• **DIRECTIONS**: Locate each line below that contains the string "being", treating uppercase and lowercase as distinct, and copy every such line.

• **SUPPLIED DATA**:
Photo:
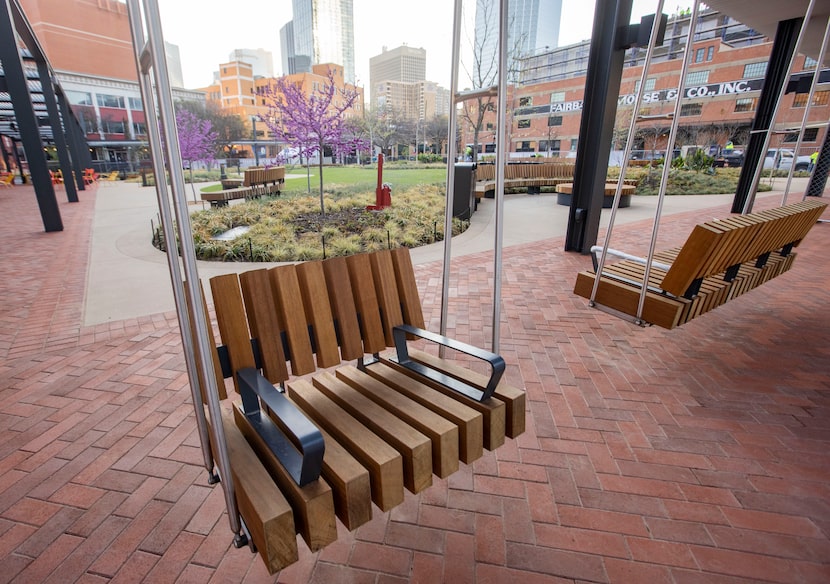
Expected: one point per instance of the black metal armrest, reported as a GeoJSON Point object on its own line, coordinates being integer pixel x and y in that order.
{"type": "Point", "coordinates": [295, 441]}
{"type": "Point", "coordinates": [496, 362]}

--

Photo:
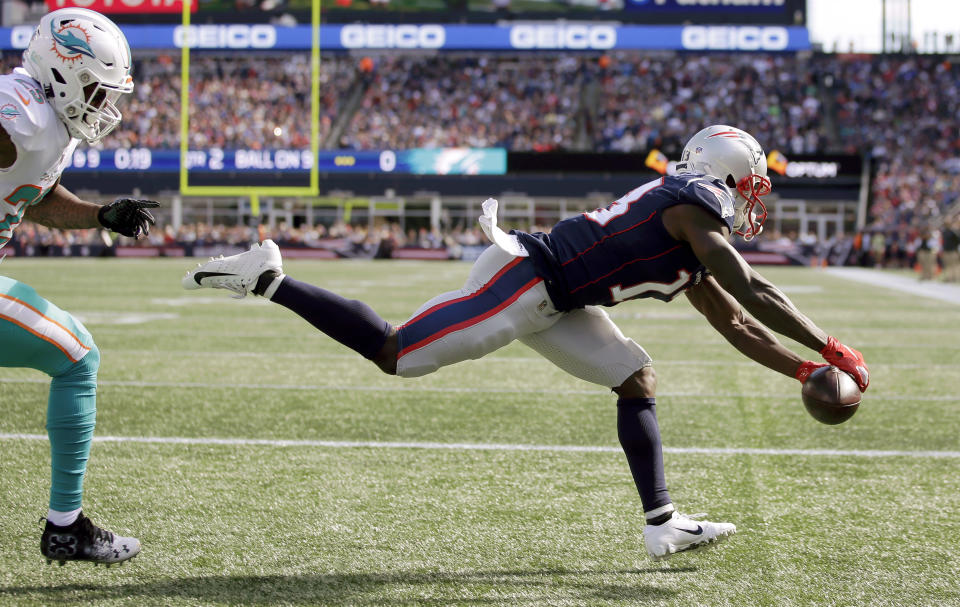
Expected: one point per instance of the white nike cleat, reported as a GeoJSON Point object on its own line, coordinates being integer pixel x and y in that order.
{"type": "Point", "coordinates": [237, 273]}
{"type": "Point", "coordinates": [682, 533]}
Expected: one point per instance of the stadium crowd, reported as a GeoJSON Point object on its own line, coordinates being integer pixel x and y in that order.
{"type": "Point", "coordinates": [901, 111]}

• **ANSWER**:
Expected: one point per instance of the black metal armrest, reported as a GeoJSON Point object on its own line, coordinates being integer pixel x and y in that order.
Expected: one point per instance of the white nike cleat, reported as a GeoJSON Point object on its own line, coordinates being integer pixel x and y in that order.
Expected: one point per instance of the stadium crowd, reported as a GeoJSON Point object on its own line, coordinates being integer pixel x and y in that order.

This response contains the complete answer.